**ABOUT THIS TASK:** Take the entries that follow and return exactly the lines from the one holding "column 1279, row 230" through the one holding "column 115, row 126", both included. Nothing else is needed.

BEGIN RECORD EXCERPTS

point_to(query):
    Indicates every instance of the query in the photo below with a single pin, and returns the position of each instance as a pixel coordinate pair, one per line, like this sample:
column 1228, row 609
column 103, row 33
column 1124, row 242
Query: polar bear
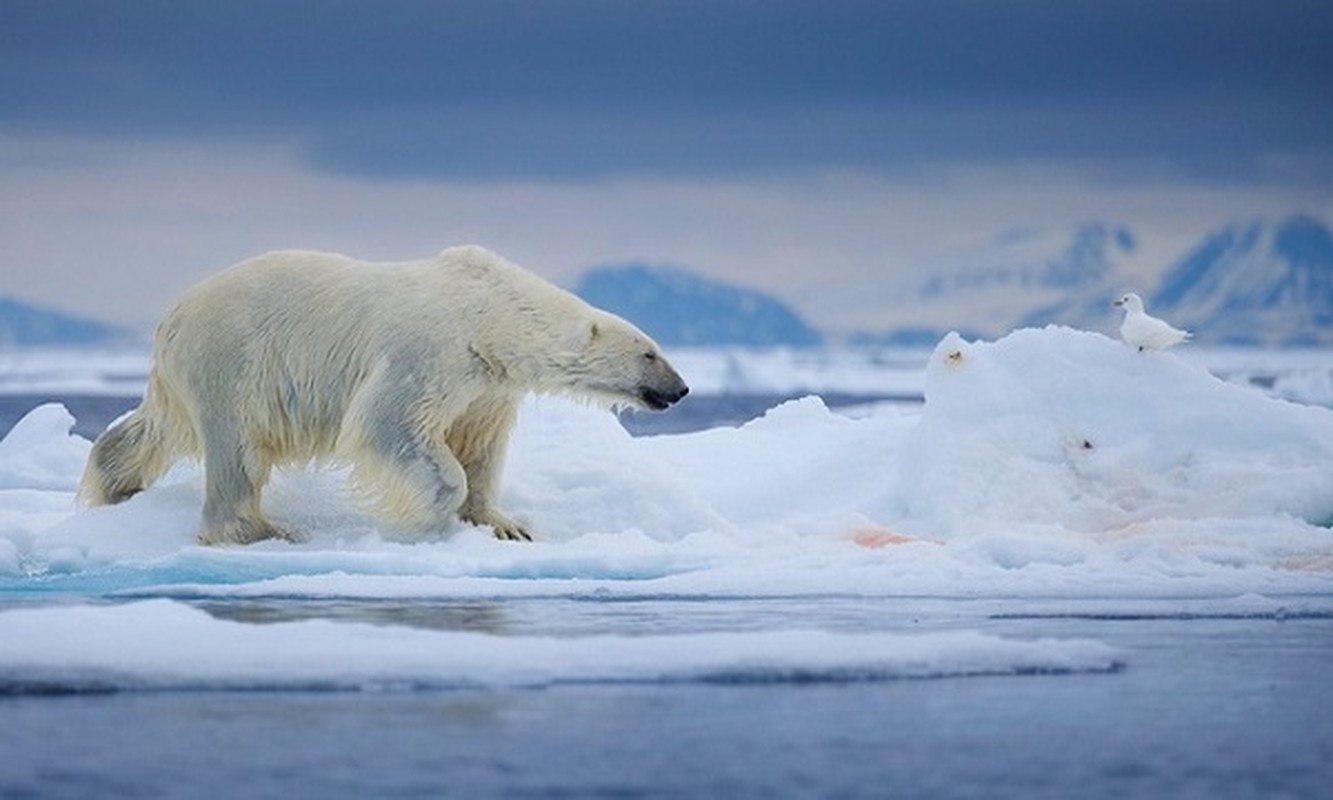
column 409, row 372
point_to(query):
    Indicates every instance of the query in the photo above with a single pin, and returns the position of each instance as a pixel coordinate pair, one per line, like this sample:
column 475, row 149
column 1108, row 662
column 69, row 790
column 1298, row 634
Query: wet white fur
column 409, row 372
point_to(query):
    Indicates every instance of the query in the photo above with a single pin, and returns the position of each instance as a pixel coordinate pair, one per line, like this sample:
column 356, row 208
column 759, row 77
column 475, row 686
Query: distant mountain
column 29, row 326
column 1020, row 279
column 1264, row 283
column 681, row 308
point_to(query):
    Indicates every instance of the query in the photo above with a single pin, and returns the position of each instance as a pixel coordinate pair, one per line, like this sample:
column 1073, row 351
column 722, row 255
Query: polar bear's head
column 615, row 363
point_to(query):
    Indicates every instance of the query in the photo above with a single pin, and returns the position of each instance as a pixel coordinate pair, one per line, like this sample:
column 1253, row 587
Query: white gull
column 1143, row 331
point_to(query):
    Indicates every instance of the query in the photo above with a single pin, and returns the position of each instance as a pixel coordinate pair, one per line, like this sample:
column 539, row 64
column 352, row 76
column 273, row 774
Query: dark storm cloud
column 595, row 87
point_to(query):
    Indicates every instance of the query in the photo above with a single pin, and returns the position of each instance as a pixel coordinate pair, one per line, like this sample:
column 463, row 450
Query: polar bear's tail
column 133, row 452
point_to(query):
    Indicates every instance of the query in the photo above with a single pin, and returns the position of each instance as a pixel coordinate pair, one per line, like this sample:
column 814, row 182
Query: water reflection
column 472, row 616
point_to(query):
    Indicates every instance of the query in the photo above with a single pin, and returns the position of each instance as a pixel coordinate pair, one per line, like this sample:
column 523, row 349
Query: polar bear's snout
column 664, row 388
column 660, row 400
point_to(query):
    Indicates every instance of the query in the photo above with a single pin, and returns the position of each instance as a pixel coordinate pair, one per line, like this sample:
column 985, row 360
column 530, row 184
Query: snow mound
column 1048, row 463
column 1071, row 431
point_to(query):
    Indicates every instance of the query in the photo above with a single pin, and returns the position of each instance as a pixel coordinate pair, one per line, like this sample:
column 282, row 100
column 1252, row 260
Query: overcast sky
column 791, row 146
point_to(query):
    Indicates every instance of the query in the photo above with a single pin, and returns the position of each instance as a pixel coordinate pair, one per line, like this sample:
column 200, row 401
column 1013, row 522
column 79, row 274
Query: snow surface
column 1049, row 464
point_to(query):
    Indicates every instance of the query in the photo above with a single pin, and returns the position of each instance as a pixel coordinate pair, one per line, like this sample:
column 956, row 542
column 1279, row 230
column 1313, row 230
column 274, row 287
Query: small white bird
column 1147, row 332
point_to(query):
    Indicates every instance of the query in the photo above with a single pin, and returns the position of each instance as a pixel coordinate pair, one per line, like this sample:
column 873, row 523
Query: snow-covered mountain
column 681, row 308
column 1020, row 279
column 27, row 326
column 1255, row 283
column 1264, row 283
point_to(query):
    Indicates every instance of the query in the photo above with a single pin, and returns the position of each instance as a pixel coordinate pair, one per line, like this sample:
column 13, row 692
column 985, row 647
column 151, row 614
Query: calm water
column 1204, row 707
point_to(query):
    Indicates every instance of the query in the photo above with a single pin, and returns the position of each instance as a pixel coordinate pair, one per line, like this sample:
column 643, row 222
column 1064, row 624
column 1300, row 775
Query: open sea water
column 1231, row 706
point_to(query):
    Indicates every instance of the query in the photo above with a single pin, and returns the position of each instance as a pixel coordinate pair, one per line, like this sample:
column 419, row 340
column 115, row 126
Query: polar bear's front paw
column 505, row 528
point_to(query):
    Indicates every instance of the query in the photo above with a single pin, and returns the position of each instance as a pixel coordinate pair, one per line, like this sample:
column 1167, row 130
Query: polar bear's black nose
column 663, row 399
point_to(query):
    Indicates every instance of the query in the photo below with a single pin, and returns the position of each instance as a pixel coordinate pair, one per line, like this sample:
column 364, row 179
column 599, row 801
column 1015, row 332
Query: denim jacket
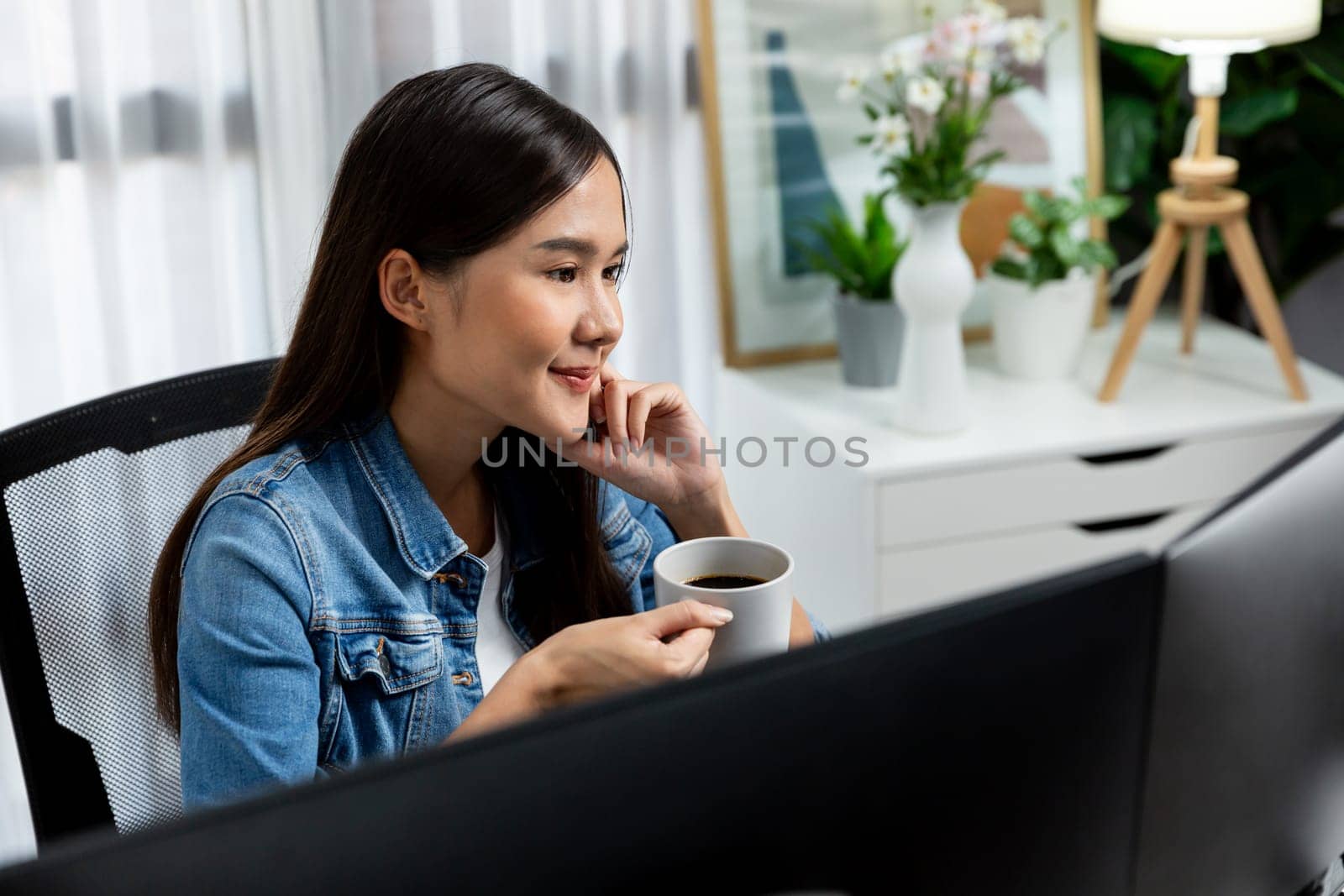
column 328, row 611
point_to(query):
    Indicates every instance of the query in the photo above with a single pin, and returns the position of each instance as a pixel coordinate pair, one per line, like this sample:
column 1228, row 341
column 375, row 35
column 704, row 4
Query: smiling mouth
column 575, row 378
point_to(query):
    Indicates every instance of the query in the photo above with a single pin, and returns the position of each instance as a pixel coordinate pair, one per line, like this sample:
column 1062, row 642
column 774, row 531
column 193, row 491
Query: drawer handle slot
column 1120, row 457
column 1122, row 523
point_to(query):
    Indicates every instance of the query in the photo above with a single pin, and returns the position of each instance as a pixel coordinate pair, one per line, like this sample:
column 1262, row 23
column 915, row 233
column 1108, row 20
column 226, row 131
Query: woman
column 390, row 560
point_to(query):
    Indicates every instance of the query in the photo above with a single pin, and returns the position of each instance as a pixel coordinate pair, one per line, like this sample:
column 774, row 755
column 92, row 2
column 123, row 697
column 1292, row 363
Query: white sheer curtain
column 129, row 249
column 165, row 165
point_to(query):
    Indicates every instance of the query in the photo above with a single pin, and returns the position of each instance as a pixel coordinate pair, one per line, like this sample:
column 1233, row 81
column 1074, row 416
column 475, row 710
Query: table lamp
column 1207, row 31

END RECORD EXCERPTS

**RESPONSE TO THIS EXERCISE:**
column 1279, row 230
column 1313, row 230
column 274, row 287
Query: small white bird
column 1147, row 332
point_to(query):
    Indicates every instance of the query in the photo above with a single pin, and returns the position of each instance as a pixel coordinate pair, one per line, like this sample:
column 873, row 523
Query: snow-covered mountain
column 681, row 308
column 1020, row 279
column 27, row 326
column 1255, row 283
column 1264, row 283
point_to(query):
    Indicates every instance of the query in the photo above with a single pin, and returns the position of each instance as a pixel coordinate pair, one per line, like this sample:
column 13, row 692
column 985, row 647
column 151, row 614
Query: calm water
column 1204, row 707
point_to(query):
    Indicates every instance of the query in the photo above with a single pin, and returns the position of each instance as a pixel coordinate pair, one per line, like this sample:
column 643, row 222
column 1064, row 624
column 1300, row 775
Query: open sea water
column 1231, row 706
point_to(query):
    Indicates every instance of the query in the photo above with a single pin, and returns the position of each instance as a pixel coordinate pair, one per line, like this sample:
column 419, row 340
column 115, row 126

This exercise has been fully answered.